**** SOURCE DATA ****

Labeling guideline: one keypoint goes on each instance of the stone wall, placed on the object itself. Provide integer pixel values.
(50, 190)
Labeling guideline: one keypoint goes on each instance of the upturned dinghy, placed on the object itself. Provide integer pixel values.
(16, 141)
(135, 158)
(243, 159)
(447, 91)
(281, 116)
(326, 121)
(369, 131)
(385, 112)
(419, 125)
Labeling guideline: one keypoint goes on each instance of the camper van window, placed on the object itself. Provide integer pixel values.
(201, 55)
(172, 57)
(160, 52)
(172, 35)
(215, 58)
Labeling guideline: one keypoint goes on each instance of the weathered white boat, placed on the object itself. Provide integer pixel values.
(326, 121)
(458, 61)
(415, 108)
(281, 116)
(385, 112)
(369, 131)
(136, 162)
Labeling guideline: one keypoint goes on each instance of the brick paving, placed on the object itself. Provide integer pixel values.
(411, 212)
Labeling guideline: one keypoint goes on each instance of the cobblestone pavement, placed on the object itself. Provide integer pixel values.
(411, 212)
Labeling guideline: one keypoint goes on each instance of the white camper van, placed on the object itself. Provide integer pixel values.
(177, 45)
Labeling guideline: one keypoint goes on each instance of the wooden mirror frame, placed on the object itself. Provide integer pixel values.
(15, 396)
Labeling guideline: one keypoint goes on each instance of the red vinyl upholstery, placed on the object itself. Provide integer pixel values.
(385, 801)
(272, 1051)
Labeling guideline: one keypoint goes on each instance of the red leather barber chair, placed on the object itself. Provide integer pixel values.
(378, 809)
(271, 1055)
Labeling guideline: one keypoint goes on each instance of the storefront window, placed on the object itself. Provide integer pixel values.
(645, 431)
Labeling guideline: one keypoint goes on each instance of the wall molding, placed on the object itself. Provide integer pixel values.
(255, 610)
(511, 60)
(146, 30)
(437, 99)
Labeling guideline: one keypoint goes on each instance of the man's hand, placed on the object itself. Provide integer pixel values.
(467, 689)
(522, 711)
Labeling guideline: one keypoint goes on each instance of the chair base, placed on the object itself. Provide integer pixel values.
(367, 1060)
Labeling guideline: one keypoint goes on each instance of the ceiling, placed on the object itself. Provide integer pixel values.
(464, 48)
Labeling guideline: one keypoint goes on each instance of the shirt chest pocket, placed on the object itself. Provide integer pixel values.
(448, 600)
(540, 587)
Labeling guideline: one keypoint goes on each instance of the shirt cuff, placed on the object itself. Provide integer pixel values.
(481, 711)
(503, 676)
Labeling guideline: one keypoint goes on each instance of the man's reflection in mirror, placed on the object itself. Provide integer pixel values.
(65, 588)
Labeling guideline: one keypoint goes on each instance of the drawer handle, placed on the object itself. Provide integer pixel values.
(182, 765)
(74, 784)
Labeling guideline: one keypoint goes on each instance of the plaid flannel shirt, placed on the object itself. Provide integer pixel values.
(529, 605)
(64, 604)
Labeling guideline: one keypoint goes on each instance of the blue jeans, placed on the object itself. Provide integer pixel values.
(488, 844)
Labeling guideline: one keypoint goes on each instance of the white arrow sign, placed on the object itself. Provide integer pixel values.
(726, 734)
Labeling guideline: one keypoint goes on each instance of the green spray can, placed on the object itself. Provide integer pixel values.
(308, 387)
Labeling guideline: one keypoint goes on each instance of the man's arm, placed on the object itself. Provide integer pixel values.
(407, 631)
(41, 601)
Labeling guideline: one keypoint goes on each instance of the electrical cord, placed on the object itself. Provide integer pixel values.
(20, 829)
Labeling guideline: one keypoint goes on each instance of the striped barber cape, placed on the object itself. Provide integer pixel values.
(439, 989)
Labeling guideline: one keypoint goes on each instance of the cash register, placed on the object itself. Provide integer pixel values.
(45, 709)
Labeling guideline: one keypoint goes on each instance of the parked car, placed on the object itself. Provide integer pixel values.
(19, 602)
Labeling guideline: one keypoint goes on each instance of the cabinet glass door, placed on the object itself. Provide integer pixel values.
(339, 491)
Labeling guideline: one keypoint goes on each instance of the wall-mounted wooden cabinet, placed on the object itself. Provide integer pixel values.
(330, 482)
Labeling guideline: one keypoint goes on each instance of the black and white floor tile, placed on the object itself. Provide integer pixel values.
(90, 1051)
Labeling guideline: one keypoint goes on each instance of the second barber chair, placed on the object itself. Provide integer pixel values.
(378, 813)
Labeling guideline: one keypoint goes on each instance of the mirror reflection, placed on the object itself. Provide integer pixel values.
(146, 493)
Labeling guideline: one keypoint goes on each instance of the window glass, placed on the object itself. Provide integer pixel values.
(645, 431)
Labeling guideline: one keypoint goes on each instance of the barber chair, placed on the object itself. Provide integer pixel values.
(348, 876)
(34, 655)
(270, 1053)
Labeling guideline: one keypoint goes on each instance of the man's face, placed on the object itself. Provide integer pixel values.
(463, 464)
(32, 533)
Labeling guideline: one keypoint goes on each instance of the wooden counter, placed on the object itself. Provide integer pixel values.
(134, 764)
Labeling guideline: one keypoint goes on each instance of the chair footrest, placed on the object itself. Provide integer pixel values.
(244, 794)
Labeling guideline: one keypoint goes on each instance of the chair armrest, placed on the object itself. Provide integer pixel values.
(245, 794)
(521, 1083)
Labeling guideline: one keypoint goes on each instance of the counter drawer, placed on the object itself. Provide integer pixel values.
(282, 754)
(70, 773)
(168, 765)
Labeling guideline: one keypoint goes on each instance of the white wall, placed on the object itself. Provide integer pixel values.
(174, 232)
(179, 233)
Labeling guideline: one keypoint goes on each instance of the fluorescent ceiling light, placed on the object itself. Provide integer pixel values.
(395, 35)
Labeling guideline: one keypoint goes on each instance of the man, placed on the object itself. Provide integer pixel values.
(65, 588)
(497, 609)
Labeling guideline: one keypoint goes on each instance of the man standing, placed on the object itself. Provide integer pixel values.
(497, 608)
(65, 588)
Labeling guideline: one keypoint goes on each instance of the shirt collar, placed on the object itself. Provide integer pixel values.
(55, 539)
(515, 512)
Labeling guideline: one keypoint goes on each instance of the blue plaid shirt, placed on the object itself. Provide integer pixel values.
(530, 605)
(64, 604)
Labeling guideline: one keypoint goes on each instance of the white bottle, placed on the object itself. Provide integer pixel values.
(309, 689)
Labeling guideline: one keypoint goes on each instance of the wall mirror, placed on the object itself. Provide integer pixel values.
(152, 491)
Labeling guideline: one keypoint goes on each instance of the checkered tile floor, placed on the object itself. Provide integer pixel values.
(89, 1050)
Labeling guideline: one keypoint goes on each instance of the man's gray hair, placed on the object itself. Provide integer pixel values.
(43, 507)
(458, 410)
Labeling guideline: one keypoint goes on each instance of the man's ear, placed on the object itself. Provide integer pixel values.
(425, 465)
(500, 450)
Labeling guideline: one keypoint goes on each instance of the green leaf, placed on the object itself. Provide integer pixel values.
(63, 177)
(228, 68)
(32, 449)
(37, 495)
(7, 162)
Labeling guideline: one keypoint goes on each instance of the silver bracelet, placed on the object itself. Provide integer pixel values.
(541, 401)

****

▶ TASK: Can you copy out every line of the listing above without changing anything?

▶ RESPONSE TO THE TASK:
Labeling guideline: one keypoint goes on each instance of the stone wall, placed on the object itself. Provide integer pixel values.
(50, 190)
Labeling guideline: one keypoint goes on each instance of the upturned dinghy, placed on the object itself. Provide integer pixel values.
(16, 141)
(135, 158)
(243, 159)
(447, 91)
(281, 116)
(326, 121)
(369, 131)
(385, 112)
(419, 125)
Labeling guideline: one keypoint goes on each instance of the camper van window, placed on the object itself. Provide integer pixel values.
(201, 55)
(172, 57)
(160, 52)
(172, 35)
(215, 58)
Labeling guideline: one keypoint goes on each instance of the weathered white boat, placed on the object itself. Provide integer pixel values.
(326, 121)
(458, 61)
(415, 108)
(281, 116)
(385, 112)
(369, 131)
(136, 162)
Labeling guideline: one keypoint goes on each instance of the brick paving, placed on the object itself. Provide integer pixel values.
(411, 212)
Labeling guideline: one keypoint goes on each instance of the cobblestone pavement, placed on the object itself. Provide integer pixel values.
(411, 212)
Labeling guideline: one keypoint goes on each instance of the white camper van, placed on the object itself. Provide integer pixel values.
(177, 45)
Labeling guideline: one keypoint goes on each instance of the wooden mirror frame, placed on the object itself. Provide integer pixel values.
(15, 396)
Labeling guideline: one keypoint goes on each instance of the red vinyl upholstery, placed on the object itself. Provide integer pixel values.
(385, 801)
(272, 1051)
Labeling guideline: one keypoint goes on each instance of the red leather barber chair, placed on the object itself. Provide integer pixel values.
(378, 809)
(271, 1055)
Labeling guideline: one keypoint goes on each instance of the storefront window, placed on the object itself. Provide integer pixel values.
(645, 431)
Labeling guideline: one keypoint goes on each instance of the wall molding, placed on the object itself. Provide integer pixel values.
(255, 610)
(511, 60)
(146, 30)
(437, 99)
Labeling guideline: one keypoint goes on each instance of the man's hand, placed on the object itself. Provide integer pixel values.
(467, 689)
(522, 711)
Labeling guideline: one keypoint goes on each instance of the chair base, placed on the object itself. Provide integer pixel values.
(367, 1060)
Labeling guideline: one keypoint goes on each instance of the ceiling, placed on the object itself. Provide integer pixel values.
(464, 48)
Labeling guideline: one keypoint goes on each instance of the shirt chest pocket, placed on the object itself. Provide integer pixel values.
(448, 600)
(540, 587)
Labeling guideline: one keypoint goes on each instance of the shirt cuff, placed on the object itself. Provide integer pixel values.
(481, 711)
(503, 676)
Labeling guideline: one keypoint goes on each instance of the man's reflection in mirror, placed on the object itself. Provide integer pixel values.
(65, 588)
Labeling guideline: one keypoint goes on each instance of the drawer handle, placed on the object itself. Provide integer pixel values.
(182, 765)
(74, 784)
Labeling guideline: one keypoint goes on each instance of the plaid flannel shirt, placed on the object itself. Provide integer pixel values.
(529, 605)
(64, 604)
Labeling guideline: one keypoint goes on each instance of the blue jeans, placed on the object itself. Provide integer pixel values.
(488, 844)
Labeling guideline: one keypoint goes on each instance of the white arrow sign, placed on the object itself. Provide integer pixel values.
(726, 734)
Labeling guideline: one keypoint goes on each instance of the green spray can, placed on the object itself. Provide integer pixel values.
(308, 387)
Labeling guideline: one keypoint goes on each instance of the man's arm, placed on the object itself. Provide integer pixel values.
(407, 631)
(41, 601)
Labeling guideline: one keypoint goes on each instance of the electrical cord, placed on the object itself. Provide integer pixel values.
(20, 829)
Labeling guideline: one keypoint goes on each instance of the striped barber cape, placed on the object itself. Provide integer pixel values.
(439, 989)
Labeling guideline: one keypoint goes on each instance of the cash register, placed on the object itself. Provide integer pixel values.
(45, 709)
Labeling guideline: one keypoint goes on each instance of the parked car, placed on the object itself. Provide integer pixel values.
(19, 602)
Labeling guideline: one keypoint goes on each instance of the cabinet glass door, placed on the object itself. Provide integer pixel values.
(339, 491)
Labeling guideline: one keypoint goes on each instance of the wall-mounted wooden cabinet, placed on the object itself. Provide integer pixel values.
(330, 482)
Labeling guideline: one keypoint goes on each instance of the black and white floor tile, placed on the object itself. Provide integer pixel values.
(90, 1051)
Labeling guideline: one keypoint goes on each instance of the second barber chair, placed on the object itself. Provide integer pixel values.
(378, 813)
Labeling guideline: one keypoint goes on each instance of the mirror reflection, placed on the object itself. Provide integer pixel values.
(146, 493)
Labeling guideline: one keypoint goes on each instance of the window glass, placed on the object itself. Provide integer pixel values.
(645, 431)
Labeling guideline: one keypoint goes on each instance of the barber chair, placed on the object itself. Provide integer pixel values.
(348, 876)
(34, 655)
(270, 1053)
Labeling guideline: one keypoint goes on each instance of the man's face, placed on the object itself. Provide integer pixel values.
(463, 464)
(32, 533)
Labeling guideline: one keypoint goes on each instance of the wooden counter, placed on the object itself. Provide integer pixel values.
(134, 764)
Labeling guideline: one keypoint goes on each instance of the chair footrest, placed on the object itself. Provide integer pixel values.
(244, 794)
Labeling guideline: one keypoint goes on each instance of the chair armrest, placed on the object itself. Provide integer pixel values.
(245, 794)
(521, 1083)
Labeling guideline: one keypoint goes on each instance of the counter drawer, placed on the object itself. Provide integer pixel values.
(282, 754)
(70, 773)
(168, 765)
Labeling guideline: one keypoint goes on each instance of the white wall, placed on the object itself. Provide integer pixel values.
(174, 232)
(179, 233)
Labeling guideline: one keypoint goes on each instance of the fluorescent ceiling light, placed on the object itself. Provide integer pixel values.
(395, 35)
Labeling guideline: one keypoint goes on each instance of the man, placed on the object itself. Provide integer pixel values.
(65, 588)
(497, 609)
Labeling guideline: one keypoint goes on each instance of the man standing, placed on the object itself. Provide integer pixel values.
(497, 608)
(65, 588)
Labeling guideline: one keypoint goes on each instance of the shirt collar, placed on the object itself. Provide integer pixel values.
(55, 539)
(515, 512)
Labeling guideline: one keypoint goes on each instance of the blue plaid shirt, placed on the object itself. Provide integer pixel values.
(530, 605)
(64, 604)
Labeling guideline: one keypoint goes on each instance of the white bottle, placed on the object itself. Provide integer pixel values.
(309, 689)
Labeling guideline: one keypoint goes on each instance of the wall mirror, placed on the object itself. Provide integer pixel values.
(152, 491)
Labeling guideline: one keypoint goes on each instance of the checkered tile floor, placed on the object itself. Provide integer pixel values.
(89, 1050)
Labeling guideline: one keypoint goes on each instance of the man's gray hair, placed on the object itself. Provide integer pixel values.
(43, 507)
(458, 410)
Labeling guideline: one keypoint goes on each instance of the man's ear, placed on the object itself. Provide integer pixel values.
(425, 465)
(500, 450)
Labeling guideline: one keypoint goes on each instance of the green leaf, placed on the object itself. Provide integer pixel values.
(63, 177)
(228, 68)
(32, 449)
(37, 495)
(7, 162)
Labeling guideline: one keypoint goes on each instance of the silver bracelet, placed on the object itself. Provide integer pixel values.
(541, 401)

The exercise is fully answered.